### [WHAT IS BEING ASKED]
Stop after the line that contains "# indicate one point per instance of the player bending"; until then, restate each line of the entries word for word from the very first.
-------- DATA RECORDS
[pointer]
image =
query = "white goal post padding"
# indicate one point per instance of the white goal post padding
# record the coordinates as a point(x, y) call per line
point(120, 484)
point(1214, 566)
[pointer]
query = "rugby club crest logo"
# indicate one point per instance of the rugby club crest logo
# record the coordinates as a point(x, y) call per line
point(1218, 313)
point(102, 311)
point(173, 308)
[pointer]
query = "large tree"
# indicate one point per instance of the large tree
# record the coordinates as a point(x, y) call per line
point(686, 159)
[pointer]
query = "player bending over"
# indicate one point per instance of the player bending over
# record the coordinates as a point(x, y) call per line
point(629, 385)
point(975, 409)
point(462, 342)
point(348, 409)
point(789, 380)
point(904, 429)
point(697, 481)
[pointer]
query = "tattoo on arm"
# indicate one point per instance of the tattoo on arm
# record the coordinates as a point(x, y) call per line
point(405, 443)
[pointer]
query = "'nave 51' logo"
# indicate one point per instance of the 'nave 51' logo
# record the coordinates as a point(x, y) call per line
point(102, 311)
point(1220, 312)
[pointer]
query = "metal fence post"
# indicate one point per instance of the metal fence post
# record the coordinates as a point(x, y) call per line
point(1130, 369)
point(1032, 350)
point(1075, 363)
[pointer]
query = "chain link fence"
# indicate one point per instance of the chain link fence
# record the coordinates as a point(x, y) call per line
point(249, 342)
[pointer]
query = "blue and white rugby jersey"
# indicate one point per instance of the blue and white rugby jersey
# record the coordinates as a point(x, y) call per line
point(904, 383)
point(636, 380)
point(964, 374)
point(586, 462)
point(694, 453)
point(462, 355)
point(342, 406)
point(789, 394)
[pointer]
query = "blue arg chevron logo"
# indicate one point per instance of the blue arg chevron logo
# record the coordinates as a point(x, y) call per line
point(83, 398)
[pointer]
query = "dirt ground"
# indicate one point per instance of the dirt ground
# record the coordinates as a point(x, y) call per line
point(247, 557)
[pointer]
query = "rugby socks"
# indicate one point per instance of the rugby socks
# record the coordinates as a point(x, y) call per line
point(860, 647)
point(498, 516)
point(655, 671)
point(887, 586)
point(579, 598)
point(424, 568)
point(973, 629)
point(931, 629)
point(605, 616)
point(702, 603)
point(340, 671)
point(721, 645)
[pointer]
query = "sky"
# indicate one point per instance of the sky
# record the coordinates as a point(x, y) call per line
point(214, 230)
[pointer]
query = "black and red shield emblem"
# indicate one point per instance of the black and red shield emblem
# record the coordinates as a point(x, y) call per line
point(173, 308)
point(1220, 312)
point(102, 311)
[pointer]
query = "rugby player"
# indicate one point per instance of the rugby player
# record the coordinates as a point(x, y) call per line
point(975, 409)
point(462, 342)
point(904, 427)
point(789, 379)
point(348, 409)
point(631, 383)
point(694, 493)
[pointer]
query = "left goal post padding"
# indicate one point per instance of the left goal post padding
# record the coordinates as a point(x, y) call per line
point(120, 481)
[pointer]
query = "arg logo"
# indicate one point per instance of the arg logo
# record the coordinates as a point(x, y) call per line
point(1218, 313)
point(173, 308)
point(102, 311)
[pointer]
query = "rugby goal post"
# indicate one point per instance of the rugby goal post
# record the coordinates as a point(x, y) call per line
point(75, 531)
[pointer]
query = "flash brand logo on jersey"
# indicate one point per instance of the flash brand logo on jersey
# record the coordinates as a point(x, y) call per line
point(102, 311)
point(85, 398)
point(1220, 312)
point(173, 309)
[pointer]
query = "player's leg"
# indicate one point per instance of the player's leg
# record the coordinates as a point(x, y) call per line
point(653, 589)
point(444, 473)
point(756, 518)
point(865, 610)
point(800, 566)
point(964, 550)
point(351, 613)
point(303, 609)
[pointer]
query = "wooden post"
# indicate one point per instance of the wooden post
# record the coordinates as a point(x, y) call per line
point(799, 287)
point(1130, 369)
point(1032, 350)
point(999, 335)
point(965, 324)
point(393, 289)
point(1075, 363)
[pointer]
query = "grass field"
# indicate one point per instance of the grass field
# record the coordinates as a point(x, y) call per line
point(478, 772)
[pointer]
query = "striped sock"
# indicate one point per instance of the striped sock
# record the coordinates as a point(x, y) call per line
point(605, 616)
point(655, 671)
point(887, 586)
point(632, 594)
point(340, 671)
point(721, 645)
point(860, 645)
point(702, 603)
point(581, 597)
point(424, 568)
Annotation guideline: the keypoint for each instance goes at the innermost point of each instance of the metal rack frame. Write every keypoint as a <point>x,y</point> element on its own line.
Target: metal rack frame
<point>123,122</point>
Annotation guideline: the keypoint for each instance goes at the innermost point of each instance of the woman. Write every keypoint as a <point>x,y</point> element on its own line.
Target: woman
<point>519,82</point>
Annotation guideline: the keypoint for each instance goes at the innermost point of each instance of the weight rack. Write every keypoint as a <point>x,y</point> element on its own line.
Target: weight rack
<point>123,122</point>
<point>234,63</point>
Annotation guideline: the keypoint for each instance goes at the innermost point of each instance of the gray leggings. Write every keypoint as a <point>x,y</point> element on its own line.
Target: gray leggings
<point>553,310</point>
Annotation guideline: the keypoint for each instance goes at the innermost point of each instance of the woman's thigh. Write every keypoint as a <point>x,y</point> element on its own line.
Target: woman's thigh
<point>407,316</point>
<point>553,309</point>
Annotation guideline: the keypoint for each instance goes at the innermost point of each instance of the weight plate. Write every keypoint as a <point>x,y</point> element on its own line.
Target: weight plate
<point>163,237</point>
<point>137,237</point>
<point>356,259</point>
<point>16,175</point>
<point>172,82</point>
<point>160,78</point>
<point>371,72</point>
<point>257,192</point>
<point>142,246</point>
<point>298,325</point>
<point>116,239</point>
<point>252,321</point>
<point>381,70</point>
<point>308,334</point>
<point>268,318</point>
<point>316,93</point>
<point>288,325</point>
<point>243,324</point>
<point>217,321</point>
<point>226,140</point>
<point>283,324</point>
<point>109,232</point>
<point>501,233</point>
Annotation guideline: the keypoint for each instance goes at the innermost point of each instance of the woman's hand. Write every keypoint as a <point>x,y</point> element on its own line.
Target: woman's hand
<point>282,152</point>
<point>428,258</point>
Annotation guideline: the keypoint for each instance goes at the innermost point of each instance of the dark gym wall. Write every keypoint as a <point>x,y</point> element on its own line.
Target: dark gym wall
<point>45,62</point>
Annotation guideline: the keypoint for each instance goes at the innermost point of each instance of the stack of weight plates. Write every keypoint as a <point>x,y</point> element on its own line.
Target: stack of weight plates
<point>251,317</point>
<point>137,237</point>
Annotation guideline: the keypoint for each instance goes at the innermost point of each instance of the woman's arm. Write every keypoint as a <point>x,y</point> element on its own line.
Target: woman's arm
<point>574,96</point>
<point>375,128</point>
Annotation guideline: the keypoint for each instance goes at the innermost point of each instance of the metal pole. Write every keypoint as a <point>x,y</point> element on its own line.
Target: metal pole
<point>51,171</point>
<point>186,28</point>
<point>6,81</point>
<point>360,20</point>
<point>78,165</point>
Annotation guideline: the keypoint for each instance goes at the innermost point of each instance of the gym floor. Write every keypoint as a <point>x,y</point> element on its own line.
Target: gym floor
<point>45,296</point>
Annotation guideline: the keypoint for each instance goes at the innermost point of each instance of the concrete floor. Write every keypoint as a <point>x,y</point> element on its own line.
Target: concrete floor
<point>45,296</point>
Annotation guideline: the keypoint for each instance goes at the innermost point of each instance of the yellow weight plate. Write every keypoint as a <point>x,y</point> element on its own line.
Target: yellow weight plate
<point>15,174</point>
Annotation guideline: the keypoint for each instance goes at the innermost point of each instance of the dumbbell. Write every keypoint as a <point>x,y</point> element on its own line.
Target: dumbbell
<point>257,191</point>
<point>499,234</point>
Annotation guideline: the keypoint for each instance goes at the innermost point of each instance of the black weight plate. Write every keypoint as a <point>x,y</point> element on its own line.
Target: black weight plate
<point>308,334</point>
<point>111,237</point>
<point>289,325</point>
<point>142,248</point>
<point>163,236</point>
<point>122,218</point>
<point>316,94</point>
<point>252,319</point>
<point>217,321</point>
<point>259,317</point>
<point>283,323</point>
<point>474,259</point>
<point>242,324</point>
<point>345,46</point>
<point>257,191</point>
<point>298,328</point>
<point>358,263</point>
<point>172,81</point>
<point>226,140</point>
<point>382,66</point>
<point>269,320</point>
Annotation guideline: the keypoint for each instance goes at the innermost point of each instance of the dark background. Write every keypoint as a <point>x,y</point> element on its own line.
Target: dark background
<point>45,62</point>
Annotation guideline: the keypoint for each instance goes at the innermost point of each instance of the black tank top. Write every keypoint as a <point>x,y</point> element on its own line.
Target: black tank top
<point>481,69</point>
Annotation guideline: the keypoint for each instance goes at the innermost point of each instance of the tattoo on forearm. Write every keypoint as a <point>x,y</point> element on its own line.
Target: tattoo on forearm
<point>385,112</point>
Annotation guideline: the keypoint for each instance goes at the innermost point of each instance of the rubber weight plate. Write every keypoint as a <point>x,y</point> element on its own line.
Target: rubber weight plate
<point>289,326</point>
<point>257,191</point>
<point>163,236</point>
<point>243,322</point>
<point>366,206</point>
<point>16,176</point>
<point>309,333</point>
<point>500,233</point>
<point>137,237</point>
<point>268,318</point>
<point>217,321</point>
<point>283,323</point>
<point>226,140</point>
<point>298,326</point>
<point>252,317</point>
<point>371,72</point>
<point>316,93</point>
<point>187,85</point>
----------------
### [RESPONSE AREA]
[pointer]
image =
query = "white goal post padding"
# indicate one point per instance of the white goal post padding
# record the coordinates as a point(x, y) call per line
point(120, 484)
point(1214, 566)
[pointer]
query = "rugby club crest logo"
# indicate one point per instance of the rugby club crest logo
# record the coordinates as a point(x, y) call per line
point(1218, 313)
point(102, 311)
point(173, 308)
[pointer]
query = "large tree"
# indicate one point per instance of the large tree
# record the coordinates as a point(x, y) call per line
point(686, 159)
[pointer]
query = "player bending over"
# indicate one point per instance of the player bending over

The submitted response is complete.